§ Problems:
**a)** Decide whether each statement agrees with the KVM patch thread, answering yes or no and quoting the words of the thread that settle it: (i) the reply is dated Fri, 9 Feb 2024; (ii) the quoted patch defines an arch-specific hook for ARM; (iii) the arch-defined hooks are wired to the .free_folio kvm_gmem_aops callback.
**b)** In the records, starting at the first line and ending at the line that contains "Please answer as", swap "tree branch" for "fence post" and write out those lines again with nothing else changed.

§ Reading passage:
▼
Re: [PATCH RFC gmem v1 4/8] KVM: x86: Add gmem hook for invalidating memory

All of lore.kernel.org
 help / color / mirror / Atom feed

From: Sean Christopherson <seanjc@google.com>
To: Steven Price <steven.price@arm.com>
Cc: Michael Roth <michael.roth@amd.com>,
	kvm@vger.kernel.org,  Suzuki K Poulose <suzuki.poulose@arm.com>,
	"tabba@google.com" <tabba@google.com>,
	linux-coco@lists.linux.dev,  linux-mm@kvack.org,
	linux-crypto@vger.kernel.org, x86@kernel.org,
	 linux-kernel@vger.kernel.org, linux-fsdevel@vger.kernel.org,
	 pbonzini@redhat.com, isaku.yamahata@intel.com,
	ackerleytng@google.com,  vbabka@suse.cz, ashish.kalra@amd.com,
	nikunj.dadhania@amd.com,  jroedel@suse.de, pankaj.gupta@amd.com
Subject: Re: [PATCH RFC gmem v1 4/8] KVM: x86: Add gmem hook for invalidating memory
Date: Fri, 9 Feb 2024 06:28:04 -0800	[thread overview]
Message-ID: <ZcY2VRsRd03UQdF7@google.com> (raw)
In-Reply-To: <e7125fcb-52b1-4942-9ae7-c85049e92e5c@arm.com>

On Fri, Feb 09, 2024, Steven Price wrote:
> On 16/10/2023 12:50, Michael Roth wrote:
> > In some cases, like with SEV-SNP, guest memory needs to be updated in a
> > platform-specific manner before it can be safely freed back to the host.
> > Wire up arch-defined hooks to the .free_folio kvm_gmem_aops callback to
> > allow for special handling of this sort when freeing memory in response
> > to FALLOC_FL_PUNCH_HOLE operations and when releasing the inode, and go
> > ahead and define an arch-specific hook for x86 since it will be needed
> > for handling memory used for SEV-SNP guests.
▲
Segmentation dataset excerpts
▼
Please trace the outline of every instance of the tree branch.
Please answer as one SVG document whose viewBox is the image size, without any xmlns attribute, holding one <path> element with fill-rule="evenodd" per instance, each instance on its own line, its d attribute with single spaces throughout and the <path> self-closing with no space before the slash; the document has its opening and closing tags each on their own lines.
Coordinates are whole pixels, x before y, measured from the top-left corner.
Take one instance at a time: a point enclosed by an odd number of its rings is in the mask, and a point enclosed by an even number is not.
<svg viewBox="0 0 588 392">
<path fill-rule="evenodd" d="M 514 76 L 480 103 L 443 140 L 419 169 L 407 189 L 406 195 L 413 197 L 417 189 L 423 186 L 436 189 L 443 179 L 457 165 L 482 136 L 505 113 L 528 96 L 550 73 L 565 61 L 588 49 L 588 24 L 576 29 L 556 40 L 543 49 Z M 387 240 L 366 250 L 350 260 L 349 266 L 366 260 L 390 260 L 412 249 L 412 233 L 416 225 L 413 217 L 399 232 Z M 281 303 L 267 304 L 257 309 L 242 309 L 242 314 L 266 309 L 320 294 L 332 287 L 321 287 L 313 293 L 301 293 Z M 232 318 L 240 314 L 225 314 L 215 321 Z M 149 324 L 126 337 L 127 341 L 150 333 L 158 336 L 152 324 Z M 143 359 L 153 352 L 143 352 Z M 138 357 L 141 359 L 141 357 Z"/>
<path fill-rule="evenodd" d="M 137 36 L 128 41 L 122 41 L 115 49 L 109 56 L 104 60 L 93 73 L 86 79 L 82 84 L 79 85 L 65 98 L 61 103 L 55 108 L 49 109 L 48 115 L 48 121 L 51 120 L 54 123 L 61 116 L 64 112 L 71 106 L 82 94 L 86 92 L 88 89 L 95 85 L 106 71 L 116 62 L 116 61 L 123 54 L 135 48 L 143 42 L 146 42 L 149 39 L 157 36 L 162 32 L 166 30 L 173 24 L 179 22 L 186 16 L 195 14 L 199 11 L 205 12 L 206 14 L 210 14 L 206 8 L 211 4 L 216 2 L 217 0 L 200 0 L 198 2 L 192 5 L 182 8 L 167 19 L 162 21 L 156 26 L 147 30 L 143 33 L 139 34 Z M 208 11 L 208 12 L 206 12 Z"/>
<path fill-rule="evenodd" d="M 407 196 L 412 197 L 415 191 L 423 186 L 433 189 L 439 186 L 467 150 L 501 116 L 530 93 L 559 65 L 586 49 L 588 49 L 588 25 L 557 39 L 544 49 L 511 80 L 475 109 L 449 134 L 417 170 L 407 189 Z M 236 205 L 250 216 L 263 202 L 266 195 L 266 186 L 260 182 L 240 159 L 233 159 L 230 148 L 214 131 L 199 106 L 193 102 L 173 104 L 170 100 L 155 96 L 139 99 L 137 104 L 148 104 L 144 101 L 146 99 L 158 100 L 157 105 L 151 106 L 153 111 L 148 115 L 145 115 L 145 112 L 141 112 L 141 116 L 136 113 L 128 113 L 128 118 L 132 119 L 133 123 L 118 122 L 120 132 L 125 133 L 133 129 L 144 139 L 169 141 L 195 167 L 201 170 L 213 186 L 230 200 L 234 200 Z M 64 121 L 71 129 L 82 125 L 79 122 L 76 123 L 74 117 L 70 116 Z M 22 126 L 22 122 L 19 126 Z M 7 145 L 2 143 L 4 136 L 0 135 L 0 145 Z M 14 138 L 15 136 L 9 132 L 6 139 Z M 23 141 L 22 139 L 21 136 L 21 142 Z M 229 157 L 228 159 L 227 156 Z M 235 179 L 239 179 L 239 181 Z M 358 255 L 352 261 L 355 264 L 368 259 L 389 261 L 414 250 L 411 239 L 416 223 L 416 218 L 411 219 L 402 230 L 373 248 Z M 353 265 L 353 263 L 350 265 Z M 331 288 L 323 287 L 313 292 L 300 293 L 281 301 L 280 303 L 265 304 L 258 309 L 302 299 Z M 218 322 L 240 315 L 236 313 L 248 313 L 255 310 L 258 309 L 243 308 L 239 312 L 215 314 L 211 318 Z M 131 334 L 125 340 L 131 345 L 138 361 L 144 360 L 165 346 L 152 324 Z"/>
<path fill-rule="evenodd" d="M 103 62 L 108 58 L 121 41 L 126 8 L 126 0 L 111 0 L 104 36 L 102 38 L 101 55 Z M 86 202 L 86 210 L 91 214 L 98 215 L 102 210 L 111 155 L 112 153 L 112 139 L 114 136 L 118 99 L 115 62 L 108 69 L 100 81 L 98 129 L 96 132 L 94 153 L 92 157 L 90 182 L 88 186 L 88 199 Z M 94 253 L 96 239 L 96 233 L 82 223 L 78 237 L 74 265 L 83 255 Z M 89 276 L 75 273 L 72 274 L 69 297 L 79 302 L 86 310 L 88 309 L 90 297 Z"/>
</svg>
▲
§ Answers for the tasks:
**a)**
(i) Yes: "Date: Fri, 9 Feb 2024 06:28:04 -0800"
(ii) No: "define an arch-specific hook for x86 since it will be needed"
(iii) Yes: "Wire up arch-defined hooks to the .free_folio kvm_gmem_aops callback"

**b)**
Please trace the outline of every instance of the fence post.
Please answer as one SVG document whose viewBox is the image size, without any xmlns attribute, holding one <path> element with fill-rule="evenodd" per instance, each instance on its own line, its d attribute with single spaces throughout and the <path> self-closing with no space before the slash; the document has its opening and closing tags each on their own lines.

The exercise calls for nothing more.